[DATA EXCERPTS]:
=-=-=-=-=

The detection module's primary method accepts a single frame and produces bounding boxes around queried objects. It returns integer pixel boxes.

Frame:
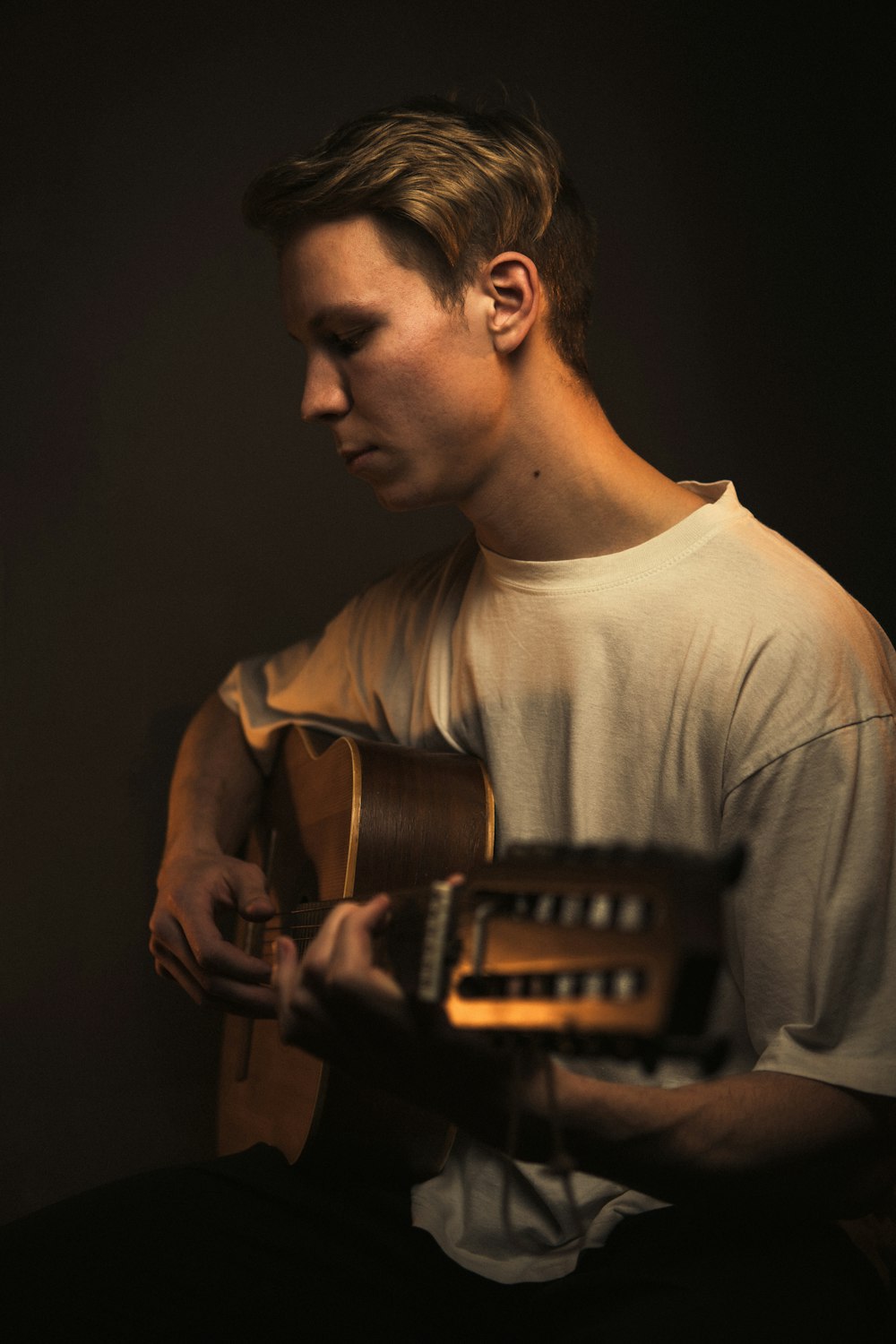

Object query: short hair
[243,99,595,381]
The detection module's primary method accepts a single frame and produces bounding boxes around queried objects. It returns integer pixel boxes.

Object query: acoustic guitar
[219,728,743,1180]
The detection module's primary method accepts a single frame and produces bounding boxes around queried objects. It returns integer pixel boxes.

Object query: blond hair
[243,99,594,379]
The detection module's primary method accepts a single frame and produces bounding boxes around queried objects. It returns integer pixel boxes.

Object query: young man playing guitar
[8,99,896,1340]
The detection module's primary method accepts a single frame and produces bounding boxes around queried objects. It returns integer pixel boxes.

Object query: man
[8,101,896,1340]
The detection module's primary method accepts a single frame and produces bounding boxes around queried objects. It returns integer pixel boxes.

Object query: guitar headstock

=-=-=-=-=

Put every line of the listing above into a numbered list, skipping the blank lines. Leave the picture out of your answer.

1. The detection module's primary method accepts a single frame and produces bounding boxes around queried objects. It returns integer pixel boxes.
2. Frame:
3. Object query: short hair
4. [243,99,595,381]
5. The detection module's primary method accepts a single frame and produces bounding boxes around queried objects. It returns integer pixel boxes.
6. Object query: acoustic guitar
7. [219,728,743,1180]
8. The detection module's primary method accepts a single frame and produces bounding boxes around queried objects. It returns integer pixel boxes.
9. Object query: blond hair
10. [243,99,594,379]
11. The detection module's primary method accepts a single frame and produces bounding boxes around queried objects. It returns integer pixel boxes.
12. Object query: young man playing guitar
13. [8,99,896,1340]
14. The detection module's primary method accepts a single frame and produces bounding boxes around queried objects. It returns integer pixel boxes.
15. Object query: man
16. [8,101,896,1340]
17. The detection module's primary method accepts a single frame and produces bounding boxes around queried objects. It returns integer pixel boxes.
18. Object query: guitar headstock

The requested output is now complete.